> EXCERPT
(begin)
The half-BPS dictionary is one of the sharpest pieces of AdS/CFT:

$$\boxed{ \mathcal O_p(x,Y) \in [0,p,0],\quad \Delta=p \quad\longleftrightarrow\quad s_p(x,z,Y)\ \text{on }\mathrm{AdS}_5, \quad m_p^2L^2=p(p-4). }$$

The $SO(6)_R$ representation on the CFT side is the same as the $S^5$ spherical harmonic representation on the bulk side. The protected dimension $\Delta=p$ is the same number that solves the AdS mass-dimension relation. The large-$N$ scaling of correlators is the same scaling as tree-level bulk interactions.

This is the first place where the abstract CFT data

$$\{\Delta_i,\ell_i,R_i,C_{ijk},\ldots\}$$

turn into a recognizable higher-dimensional geometry.

Common pitfalls

First, $\mathcal O_2^{IJ}$ is not the stress tensor. It is the scalar superconformal primary of the stress-tensor multiplet. The stress tensor appears as a descendant in the same multiplet.

Second, “protected dimension” does not imply “all correlators are free.” Four-point functions of protected operators contain unprotected intermediate operators and are dynamical.

Third, single-trace operators are cleanly single-particle only at large $N$. At finite $N$, trace relations and mixing with multi-trace operators are real issues.

Fourth, the null vector $Y^I$ is not an additional coordinate of spacetime. It is an auxiliary device for $SO(6)_R$ tensor algebra. Its geometric cousin on the bulk side is the $S^5$ harmonic, but $Y$ itself is a polarization variable.

Exercises

Exercise 1: Why $Y^2=0$ imposes tracelessness

Let $S^{I_1\cdots I_p}$ be a symmetric tensor of $SO(6)$. Show that the generating polynomial

$$S(Y)=Y_{I_1}\cdots Y_{I_p}S^{I_1\cdots I_p}$$

is insensitive to traces of $S$ when restricted to $Y^2=0$.

Solution

A trace term in $S^{I_1\cdots I_p}$ has the schematic form

$$\delta^{I_1I_2}A^{I_3\cdots I_p}.$$

Contracting with $Y_{I_1}\cdots Y_{I_p}$ gives

$$Y_{I_1}Y_{I_2}\delta^{I_1I_2}\,Y_{I_3}\cdots Y_{I_p}A^{I_3\cdots I_p} =(Y\cdot Y)Y_{I_3}\cdots Y_{I_p}A^{I_3\cdots I_p}.$$

On the null cone $Y^2=0$, this contribution vanishes. Therefore $S(Y)$ only remembers the symmetric traceless part of $S$.
(end)
> THINGS TO DO
a – Render this sentence from the AdS/CFT excerpt in Spanish: "Four-point functions of protected operators contain unprotected intermediate operators and are dynamical."
b – Quote the AdS/CFT excerpt, starting at the words "Third, single-trace operators" and stopping after "a polarization variable.".
Work only from the AdS/CFT excerpt above.

> DATA LINES
(begin)
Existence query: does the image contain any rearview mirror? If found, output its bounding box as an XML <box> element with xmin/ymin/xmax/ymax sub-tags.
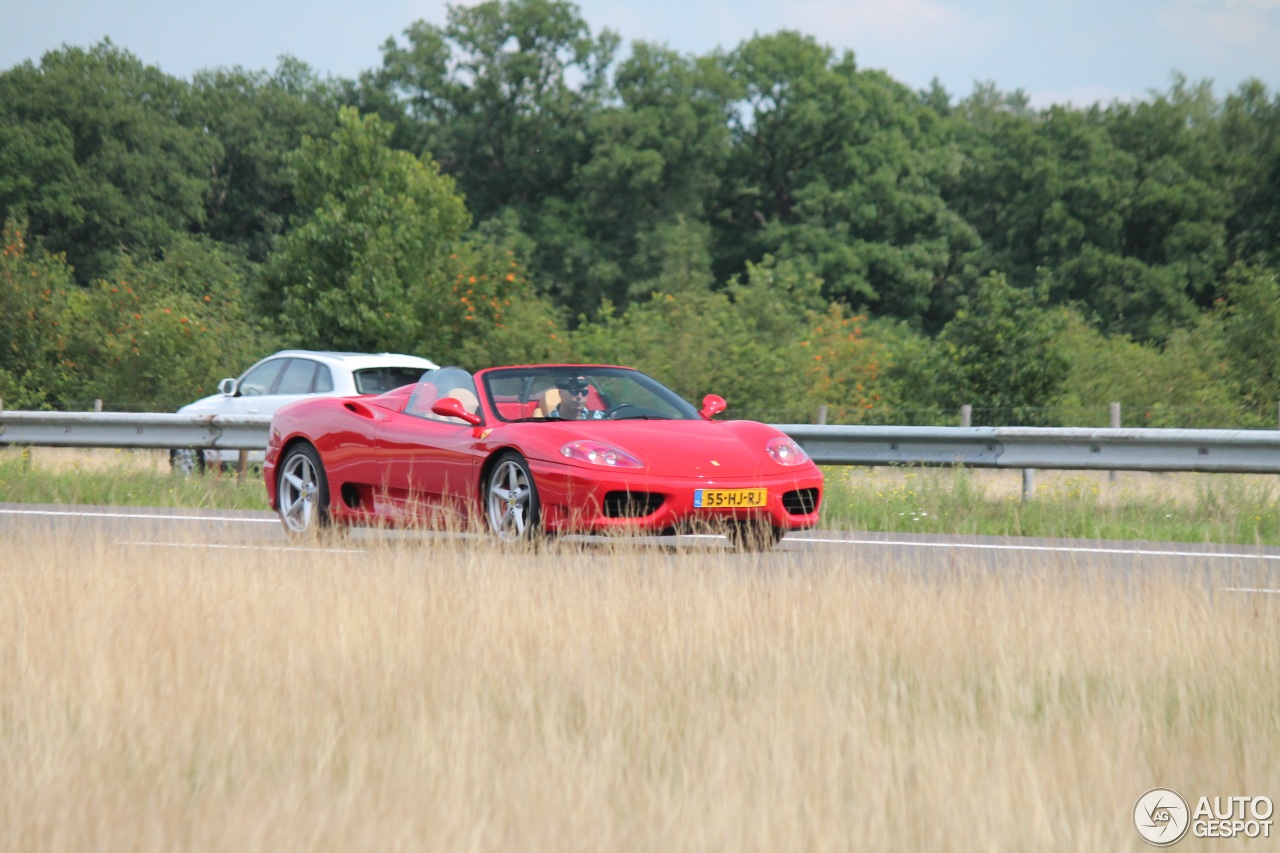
<box><xmin>431</xmin><ymin>397</ymin><xmax>480</xmax><ymax>427</ymax></box>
(end)
> CORRECT ANSWERS
a – Las funciones de cuatro puntos de operadores protegidos contienen operadores intermedios no protegidos y son dinámicas.

b –
Third, single-trace operators are cleanly single-particle only at large $N$. At finite $N$, trace relations and mixing with multi-trace operators are real issues.

Fourth, the null vector $Y^I$ is not an additional coordinate of spacetime. It is an auxiliary device for $SO(6)_R$ tensor algebra. Its geometric cousin on the bulk side is the $S^5$ harmonic, but $Y$ itself is a polarization variable.